Brand, giving evidence in Parliament to MPs reviewing the Government’s drugs strategy, said that for many addicts the illegal status of drugs is “ best an inconvenience,” adding that he backed the decriminalisation of drugs.

Arriving in a black hat and torn vest, with gold chains and crucifixes, Brand  addressed MPs by their first names, telling that he had beaten his own addictions to heroin but had been arrested a dozen times in connection with his drug use.

He said spending less money on policing drugs would be “a brilliant idea”, because for addicts being arrested is seen as little more than an “administrative blip.”

"Penalising people for possession of drugs is costly and expensive," Brand said, adding: “Making it illegal is not working anyway.”

“A good number of times I was arrested was simply for possession, and the administrative costs of that would be better spent, I think, on education and addressing the costs of treatment...I think that would be a very, very sensible use of those redirected funds."

▸ Work task A
What did Brand wear or carry on his person when he arrived, according to the passage on Brand's evidence to MPs?
▸ Work task B
Carry on writing the passage on Brand's evidence to MPs, starting right after its final sentence.
The data that follow come from a separate source.

▸ Excerpted records
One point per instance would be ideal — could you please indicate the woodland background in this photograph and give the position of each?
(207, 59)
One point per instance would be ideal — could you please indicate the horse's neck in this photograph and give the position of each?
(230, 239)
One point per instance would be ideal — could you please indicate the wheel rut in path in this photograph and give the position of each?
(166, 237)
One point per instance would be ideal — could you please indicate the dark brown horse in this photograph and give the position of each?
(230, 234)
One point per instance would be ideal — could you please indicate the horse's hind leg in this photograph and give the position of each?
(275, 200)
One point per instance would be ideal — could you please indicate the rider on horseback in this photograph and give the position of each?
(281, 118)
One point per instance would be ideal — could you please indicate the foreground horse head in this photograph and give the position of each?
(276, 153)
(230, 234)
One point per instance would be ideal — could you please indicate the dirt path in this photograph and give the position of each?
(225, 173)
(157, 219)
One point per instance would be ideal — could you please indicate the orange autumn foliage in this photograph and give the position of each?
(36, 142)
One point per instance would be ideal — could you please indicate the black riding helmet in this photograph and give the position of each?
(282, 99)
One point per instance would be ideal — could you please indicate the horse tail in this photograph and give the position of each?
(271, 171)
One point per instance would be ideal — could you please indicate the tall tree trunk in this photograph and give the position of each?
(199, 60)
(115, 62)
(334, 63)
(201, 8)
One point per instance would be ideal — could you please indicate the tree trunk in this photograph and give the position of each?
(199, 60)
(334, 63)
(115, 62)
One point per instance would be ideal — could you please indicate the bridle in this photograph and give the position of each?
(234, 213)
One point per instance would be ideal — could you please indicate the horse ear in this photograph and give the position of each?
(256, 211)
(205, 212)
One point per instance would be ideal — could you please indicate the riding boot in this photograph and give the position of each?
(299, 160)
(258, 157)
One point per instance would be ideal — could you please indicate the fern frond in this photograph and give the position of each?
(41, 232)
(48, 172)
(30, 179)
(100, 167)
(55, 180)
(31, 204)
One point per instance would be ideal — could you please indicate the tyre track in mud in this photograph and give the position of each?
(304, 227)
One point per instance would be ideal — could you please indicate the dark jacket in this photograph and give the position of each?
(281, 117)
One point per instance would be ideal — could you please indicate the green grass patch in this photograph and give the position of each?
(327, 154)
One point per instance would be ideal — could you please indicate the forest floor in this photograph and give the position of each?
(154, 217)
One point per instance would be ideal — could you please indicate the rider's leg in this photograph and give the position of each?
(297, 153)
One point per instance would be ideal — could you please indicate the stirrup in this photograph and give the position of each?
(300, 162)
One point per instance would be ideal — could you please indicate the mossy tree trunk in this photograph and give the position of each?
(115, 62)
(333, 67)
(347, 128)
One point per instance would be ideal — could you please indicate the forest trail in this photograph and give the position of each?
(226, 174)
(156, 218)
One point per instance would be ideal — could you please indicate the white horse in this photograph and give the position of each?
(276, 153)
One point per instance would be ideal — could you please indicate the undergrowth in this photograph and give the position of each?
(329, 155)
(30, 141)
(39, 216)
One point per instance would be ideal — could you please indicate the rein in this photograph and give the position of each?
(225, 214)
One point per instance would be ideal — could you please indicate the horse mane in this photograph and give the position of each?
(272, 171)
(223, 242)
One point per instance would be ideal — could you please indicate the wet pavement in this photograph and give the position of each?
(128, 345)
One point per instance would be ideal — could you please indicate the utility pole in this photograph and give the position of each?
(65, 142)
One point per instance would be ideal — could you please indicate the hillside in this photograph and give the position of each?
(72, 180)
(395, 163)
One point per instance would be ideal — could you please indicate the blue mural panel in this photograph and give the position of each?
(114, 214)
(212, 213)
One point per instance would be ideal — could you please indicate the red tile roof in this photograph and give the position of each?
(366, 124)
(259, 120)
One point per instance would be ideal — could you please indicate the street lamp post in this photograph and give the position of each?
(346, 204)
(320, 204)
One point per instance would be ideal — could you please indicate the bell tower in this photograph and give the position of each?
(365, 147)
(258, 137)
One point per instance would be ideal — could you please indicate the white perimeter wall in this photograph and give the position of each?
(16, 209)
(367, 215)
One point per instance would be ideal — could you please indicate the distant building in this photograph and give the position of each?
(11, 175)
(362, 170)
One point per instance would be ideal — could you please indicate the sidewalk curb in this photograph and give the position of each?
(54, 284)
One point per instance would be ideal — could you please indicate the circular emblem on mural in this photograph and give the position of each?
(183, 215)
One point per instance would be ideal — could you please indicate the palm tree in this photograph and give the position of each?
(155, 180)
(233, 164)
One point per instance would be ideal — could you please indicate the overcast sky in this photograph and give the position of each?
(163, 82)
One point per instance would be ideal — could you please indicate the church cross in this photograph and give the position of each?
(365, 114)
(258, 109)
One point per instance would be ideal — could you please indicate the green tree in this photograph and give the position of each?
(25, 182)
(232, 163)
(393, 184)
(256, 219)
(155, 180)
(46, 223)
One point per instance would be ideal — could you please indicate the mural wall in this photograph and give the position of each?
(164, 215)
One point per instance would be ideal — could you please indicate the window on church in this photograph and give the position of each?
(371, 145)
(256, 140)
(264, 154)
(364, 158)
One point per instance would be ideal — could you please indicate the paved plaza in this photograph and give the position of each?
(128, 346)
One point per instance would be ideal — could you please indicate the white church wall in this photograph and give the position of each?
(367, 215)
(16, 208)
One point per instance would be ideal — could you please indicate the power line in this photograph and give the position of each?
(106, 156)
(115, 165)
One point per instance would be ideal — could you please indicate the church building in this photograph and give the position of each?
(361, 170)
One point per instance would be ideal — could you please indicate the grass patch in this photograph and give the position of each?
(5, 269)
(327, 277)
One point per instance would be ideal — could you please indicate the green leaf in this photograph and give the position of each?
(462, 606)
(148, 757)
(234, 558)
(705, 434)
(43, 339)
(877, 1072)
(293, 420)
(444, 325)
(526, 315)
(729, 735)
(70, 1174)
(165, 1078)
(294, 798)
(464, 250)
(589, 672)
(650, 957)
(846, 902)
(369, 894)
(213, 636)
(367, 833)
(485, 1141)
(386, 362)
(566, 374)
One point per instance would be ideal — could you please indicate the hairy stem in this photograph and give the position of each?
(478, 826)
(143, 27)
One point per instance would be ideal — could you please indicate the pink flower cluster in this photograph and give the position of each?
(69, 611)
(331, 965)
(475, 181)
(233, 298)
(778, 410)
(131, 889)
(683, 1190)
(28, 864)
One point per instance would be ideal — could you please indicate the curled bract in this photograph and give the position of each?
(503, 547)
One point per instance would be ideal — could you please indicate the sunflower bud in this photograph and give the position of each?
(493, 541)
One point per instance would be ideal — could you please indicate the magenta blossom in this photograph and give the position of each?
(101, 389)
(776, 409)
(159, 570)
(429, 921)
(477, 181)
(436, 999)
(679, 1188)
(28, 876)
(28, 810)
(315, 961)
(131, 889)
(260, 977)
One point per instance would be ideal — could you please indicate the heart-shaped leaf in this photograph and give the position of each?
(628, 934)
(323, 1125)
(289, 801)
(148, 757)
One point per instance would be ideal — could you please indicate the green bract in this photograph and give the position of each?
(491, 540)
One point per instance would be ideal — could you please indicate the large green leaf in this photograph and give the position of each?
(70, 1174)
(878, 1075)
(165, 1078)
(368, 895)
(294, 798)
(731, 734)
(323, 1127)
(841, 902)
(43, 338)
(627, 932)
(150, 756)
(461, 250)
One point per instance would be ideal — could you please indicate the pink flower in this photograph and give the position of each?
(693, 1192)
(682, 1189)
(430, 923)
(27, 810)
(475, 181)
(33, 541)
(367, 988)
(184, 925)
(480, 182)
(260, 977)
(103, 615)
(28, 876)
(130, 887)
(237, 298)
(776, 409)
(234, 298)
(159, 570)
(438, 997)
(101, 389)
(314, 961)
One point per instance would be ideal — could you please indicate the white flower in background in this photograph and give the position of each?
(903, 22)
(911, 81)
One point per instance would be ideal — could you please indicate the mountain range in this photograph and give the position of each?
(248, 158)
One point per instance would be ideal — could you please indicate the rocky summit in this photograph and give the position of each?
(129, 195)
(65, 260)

▸ Output A
A black hat, a torn vest, gold chains, and crucifixes.

▸ Output B
On the subject of the decriminalisation of drugs, Brand said society was wrong to criminalise addiction suggesting it should be treated as a potentially fatal illness instead. He added that he felt there was a significant difference between decriminalising and legalising drugs.

“I think that there's a degree of cowardice and wilful ignorance around this condition…It's something we increasingly need to handle compassionately and pragmatically,” he said.

“We need to recognise the distinction that certain people have a condition or a tendency that drugs and alcohol are going to ruin their lives. We need to identify those people and offer them the correct treatment.”

Although he insisted he was not calling for "a free-for-all where everyone goes around taking drugs,” Brand said that he felt some people can take drugs safely and without harmful consequence.

He added that he is not promoting a “just say no” message, instead calling for more help and support for those with the "condition of addiction".

"I think some people can safely take drugs, I think they can…As long as it doesn't turn them into criminals, or harm their health, then I don't feel as if it's any of my business.

"Let's have an authoritative, truthful, honest debate and some funding for abstinence-based recovery."

Brand claimed this would help "neutralise the toxic social threat” addicts pose as criminals and ensure they are not simply put on methadone programmes for years at a time, which leaves them written off on the sidelines of society.

On his own battle with drugs, Brand said he became addicted due to emotional and psychological difficulties, calling the experience “rough”.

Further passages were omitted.